→ **Text excerpt**:
If you have multiple monitors make sure you check network connectivity for all monitor IP’s and ports which are passed to cephcsi.

If the above commands do not return any response then it will be a network issue to connect to the ceph cluster.

check ceph cluster is healhty

Sometimes unhealthy ceph cluster can contribute to the issues in Creating or mounting the pvc. Please make sure your ceph cluster is healthy

sh-4.4# ceph health detail
HEALTH_OK

check for slow ops

Even slow ops in the ceph cluster can contribute to the issues. Please make sure that No slow Ops are present and the ceph cluster is healthy

sh-4.4# ceph -s
  cluster:
    id:     ba41ac93-3b55-4f32-9e06-d3d8c6ff7334
    health: HEALTH_WARN
            30 slow ops, oldest one blocked for 10624 sec, mon.a has slow ops

Some tips on what to check.

(Extracted data entries)

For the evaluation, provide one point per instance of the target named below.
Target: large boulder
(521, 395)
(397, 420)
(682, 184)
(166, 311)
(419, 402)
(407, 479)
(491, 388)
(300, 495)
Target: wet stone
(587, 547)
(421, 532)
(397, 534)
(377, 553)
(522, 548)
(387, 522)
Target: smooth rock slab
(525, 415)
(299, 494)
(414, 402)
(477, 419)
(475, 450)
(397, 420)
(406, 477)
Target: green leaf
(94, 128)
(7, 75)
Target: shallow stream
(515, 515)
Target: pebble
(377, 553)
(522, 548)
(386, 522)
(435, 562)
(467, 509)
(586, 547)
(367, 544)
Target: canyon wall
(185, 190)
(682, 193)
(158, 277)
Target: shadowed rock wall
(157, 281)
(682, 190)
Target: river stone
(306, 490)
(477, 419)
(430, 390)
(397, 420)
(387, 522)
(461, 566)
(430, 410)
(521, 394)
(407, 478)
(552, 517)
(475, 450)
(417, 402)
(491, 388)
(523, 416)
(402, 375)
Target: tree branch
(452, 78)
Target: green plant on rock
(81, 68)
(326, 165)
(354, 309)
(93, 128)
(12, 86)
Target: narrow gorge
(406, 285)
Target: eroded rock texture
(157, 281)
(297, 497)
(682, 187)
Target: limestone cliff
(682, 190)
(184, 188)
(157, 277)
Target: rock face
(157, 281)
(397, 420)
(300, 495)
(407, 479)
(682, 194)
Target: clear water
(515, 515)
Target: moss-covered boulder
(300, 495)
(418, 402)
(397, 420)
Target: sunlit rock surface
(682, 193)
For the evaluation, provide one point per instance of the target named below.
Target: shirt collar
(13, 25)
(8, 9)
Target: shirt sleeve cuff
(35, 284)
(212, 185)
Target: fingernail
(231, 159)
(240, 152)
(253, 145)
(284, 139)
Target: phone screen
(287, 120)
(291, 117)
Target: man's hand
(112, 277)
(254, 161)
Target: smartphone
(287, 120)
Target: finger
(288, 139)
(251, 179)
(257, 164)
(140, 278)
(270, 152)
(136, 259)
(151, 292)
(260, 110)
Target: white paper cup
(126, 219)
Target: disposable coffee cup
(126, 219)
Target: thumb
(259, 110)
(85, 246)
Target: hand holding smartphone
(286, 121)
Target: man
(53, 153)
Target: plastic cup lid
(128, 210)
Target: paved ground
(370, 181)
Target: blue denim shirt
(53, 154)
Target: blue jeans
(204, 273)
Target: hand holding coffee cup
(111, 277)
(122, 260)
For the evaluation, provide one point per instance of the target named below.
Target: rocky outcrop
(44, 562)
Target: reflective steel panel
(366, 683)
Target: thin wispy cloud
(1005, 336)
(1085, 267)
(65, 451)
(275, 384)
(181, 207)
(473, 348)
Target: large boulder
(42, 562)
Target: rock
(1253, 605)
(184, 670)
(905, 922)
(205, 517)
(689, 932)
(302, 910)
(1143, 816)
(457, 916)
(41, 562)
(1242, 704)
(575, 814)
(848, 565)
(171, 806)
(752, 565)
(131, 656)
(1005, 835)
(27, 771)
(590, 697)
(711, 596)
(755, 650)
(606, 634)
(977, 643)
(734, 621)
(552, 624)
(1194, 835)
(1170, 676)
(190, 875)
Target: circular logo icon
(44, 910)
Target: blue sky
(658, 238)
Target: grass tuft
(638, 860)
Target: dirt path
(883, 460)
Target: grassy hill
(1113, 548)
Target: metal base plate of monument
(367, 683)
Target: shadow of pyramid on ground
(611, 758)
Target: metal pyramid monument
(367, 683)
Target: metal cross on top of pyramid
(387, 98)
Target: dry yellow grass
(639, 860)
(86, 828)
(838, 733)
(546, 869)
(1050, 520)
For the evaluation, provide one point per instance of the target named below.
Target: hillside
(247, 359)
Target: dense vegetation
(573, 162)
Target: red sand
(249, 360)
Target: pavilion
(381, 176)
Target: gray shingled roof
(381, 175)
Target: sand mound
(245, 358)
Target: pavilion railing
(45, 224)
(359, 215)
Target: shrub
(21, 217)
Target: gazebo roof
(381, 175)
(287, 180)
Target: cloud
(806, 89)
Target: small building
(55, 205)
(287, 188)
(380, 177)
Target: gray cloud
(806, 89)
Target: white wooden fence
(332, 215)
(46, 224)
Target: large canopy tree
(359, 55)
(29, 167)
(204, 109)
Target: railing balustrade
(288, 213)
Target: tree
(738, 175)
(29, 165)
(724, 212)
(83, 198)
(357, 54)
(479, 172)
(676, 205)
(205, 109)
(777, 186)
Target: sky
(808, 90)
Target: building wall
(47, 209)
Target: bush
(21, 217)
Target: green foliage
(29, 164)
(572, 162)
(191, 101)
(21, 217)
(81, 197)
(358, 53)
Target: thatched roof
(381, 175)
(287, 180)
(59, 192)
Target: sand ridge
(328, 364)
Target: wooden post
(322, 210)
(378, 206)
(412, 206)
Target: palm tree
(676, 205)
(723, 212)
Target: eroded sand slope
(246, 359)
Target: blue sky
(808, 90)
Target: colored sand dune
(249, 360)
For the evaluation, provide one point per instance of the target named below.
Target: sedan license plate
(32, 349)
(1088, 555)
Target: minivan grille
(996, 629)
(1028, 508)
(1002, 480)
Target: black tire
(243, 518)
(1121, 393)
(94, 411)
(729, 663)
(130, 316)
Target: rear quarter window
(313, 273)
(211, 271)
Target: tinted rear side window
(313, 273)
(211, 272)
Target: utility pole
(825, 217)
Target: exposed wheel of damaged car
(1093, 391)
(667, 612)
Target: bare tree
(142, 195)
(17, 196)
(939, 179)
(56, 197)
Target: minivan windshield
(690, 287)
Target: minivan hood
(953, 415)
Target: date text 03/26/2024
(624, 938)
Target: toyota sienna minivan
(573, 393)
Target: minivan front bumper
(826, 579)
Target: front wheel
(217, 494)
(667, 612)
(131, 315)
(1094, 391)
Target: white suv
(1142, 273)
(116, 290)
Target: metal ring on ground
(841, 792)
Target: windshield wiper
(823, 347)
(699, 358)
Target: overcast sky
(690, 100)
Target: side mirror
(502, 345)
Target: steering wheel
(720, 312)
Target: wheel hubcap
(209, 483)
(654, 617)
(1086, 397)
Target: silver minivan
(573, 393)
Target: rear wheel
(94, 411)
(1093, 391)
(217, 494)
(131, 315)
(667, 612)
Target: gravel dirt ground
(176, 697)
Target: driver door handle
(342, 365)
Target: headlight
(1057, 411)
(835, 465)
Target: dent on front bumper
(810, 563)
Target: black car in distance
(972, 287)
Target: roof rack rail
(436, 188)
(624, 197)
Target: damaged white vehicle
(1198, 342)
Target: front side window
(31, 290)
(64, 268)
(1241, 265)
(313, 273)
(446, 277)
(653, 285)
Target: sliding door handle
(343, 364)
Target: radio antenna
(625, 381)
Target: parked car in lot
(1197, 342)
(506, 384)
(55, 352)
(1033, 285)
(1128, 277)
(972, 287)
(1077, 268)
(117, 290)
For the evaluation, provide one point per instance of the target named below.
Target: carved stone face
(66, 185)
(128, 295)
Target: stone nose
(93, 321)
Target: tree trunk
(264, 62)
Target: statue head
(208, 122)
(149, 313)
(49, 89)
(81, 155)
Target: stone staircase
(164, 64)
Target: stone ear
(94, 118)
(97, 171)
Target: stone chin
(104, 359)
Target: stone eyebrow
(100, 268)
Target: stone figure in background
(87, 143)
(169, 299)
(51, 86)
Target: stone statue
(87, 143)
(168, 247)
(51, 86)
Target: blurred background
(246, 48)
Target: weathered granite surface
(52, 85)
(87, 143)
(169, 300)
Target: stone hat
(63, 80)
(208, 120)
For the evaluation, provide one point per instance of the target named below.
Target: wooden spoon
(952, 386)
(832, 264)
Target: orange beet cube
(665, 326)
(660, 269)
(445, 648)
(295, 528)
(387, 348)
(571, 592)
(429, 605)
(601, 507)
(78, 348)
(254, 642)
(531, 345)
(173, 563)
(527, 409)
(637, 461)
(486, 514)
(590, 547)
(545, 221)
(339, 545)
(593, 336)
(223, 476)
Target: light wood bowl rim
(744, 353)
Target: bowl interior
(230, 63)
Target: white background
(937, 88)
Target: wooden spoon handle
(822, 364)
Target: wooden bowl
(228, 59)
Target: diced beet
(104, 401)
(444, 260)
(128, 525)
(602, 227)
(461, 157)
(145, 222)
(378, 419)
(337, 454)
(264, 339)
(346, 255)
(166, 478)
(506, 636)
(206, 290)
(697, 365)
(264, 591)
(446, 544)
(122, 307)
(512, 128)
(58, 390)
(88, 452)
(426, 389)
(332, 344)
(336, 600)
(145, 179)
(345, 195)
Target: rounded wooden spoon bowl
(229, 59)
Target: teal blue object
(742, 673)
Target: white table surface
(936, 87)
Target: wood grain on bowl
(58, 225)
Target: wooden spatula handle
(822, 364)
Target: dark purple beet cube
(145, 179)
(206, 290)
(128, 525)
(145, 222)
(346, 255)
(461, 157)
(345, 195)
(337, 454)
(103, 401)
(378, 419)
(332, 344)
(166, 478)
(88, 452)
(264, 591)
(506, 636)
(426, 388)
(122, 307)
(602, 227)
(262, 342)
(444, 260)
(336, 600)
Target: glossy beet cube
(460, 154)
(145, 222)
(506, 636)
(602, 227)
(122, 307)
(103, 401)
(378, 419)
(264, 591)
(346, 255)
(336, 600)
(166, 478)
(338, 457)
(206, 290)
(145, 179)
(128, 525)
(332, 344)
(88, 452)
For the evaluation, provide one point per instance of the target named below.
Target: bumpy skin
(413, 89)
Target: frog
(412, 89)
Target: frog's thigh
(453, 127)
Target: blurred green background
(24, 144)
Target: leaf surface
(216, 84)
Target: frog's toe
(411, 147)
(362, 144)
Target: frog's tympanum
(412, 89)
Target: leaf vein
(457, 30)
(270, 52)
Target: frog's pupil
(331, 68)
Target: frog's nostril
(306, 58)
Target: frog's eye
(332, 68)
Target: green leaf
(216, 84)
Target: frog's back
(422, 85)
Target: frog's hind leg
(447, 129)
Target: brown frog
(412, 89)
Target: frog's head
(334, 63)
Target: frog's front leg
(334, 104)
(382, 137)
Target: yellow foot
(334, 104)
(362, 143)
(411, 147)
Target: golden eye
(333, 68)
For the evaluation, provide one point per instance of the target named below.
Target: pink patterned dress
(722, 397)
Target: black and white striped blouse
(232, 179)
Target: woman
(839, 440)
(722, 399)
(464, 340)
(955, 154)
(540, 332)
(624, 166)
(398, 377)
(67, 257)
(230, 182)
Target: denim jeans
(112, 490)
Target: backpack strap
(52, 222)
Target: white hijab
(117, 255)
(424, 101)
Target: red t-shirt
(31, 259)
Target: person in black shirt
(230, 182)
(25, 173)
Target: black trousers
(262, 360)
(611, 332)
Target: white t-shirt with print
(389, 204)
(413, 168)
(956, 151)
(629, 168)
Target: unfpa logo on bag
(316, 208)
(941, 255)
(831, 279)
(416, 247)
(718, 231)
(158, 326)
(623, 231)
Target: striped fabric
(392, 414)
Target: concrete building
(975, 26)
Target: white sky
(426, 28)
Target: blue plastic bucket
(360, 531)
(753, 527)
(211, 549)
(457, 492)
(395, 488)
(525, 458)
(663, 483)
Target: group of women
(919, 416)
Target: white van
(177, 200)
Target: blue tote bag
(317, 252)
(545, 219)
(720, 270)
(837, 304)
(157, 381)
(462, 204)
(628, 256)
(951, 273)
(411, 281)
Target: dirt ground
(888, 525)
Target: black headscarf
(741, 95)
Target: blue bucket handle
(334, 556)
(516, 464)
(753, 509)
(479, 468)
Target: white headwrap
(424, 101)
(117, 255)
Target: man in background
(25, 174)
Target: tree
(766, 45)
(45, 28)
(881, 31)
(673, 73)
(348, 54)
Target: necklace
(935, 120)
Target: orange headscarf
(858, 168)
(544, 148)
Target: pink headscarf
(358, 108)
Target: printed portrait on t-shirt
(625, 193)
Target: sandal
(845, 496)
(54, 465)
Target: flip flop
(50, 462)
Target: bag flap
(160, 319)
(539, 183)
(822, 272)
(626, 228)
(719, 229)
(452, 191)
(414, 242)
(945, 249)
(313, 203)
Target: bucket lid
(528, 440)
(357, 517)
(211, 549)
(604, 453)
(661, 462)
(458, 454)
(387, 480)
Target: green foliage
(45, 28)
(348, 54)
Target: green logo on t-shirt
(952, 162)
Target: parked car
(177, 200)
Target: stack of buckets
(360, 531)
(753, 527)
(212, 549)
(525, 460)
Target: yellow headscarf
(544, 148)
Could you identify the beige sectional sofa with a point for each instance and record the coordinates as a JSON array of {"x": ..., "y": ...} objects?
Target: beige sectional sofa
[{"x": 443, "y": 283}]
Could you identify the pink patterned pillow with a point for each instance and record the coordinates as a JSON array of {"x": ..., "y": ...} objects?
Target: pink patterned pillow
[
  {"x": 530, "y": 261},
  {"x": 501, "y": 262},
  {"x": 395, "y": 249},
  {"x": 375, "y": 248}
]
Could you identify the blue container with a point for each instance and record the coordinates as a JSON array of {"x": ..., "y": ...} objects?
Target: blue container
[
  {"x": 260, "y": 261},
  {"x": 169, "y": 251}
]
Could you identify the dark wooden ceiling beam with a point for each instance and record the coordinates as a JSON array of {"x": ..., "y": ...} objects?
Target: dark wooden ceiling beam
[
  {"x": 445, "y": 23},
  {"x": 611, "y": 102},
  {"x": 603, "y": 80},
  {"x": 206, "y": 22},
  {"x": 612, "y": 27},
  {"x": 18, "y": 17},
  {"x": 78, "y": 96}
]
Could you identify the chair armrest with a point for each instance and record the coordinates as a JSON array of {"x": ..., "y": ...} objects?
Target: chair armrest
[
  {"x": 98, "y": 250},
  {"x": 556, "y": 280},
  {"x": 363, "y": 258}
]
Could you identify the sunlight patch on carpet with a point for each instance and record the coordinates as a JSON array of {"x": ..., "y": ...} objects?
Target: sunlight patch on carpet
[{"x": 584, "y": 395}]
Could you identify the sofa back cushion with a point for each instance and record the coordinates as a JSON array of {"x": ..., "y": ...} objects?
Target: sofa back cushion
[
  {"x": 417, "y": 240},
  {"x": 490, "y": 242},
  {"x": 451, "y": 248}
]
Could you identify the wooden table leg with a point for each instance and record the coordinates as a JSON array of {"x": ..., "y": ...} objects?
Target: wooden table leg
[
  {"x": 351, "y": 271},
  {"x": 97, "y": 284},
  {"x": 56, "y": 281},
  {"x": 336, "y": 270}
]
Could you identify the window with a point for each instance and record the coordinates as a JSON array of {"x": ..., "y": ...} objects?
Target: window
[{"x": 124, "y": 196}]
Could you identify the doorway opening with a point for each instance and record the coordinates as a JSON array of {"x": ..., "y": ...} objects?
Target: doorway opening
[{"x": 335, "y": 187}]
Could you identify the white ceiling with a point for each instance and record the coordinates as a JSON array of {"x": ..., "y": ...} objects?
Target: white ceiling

→ **Directions**:
1. Answer these about the Ceph troubleshooting text:
(a) With multiple monitors, what should be checked for every monitor IP and port passed to cephcsi?
(b) Which command is shown returning HEALTH_OK?
(c) In the ceph -s output, how many slow ops are reported, and which monitor has them?
2. Reproduce word for word the part of the Ceph troubleshooting text that opens with the words containing "check for slow" and closes with "what to check.".
The rows have no connection to the Ceph troubleshooting text.

→ **Responses by task**:
1.
(a) Network connectivity.
(b) ceph health detail
(c) 30 slow ops; mon.a.

2.
check for slow ops

Even slow ops in the ceph cluster can contribute to the issues. Please make sure that No slow Ops are present and the ceph cluster is healthy

sh-4.4# ceph -s
  cluster:
    id:     ba41ac93-3b55-4f32-9e06-d3d8c6ff7334
    health: HEALTH_WARN
            30 slow ops, oldest one blocked for 10624 sec, mon.a has slow ops

Some tips on what to check.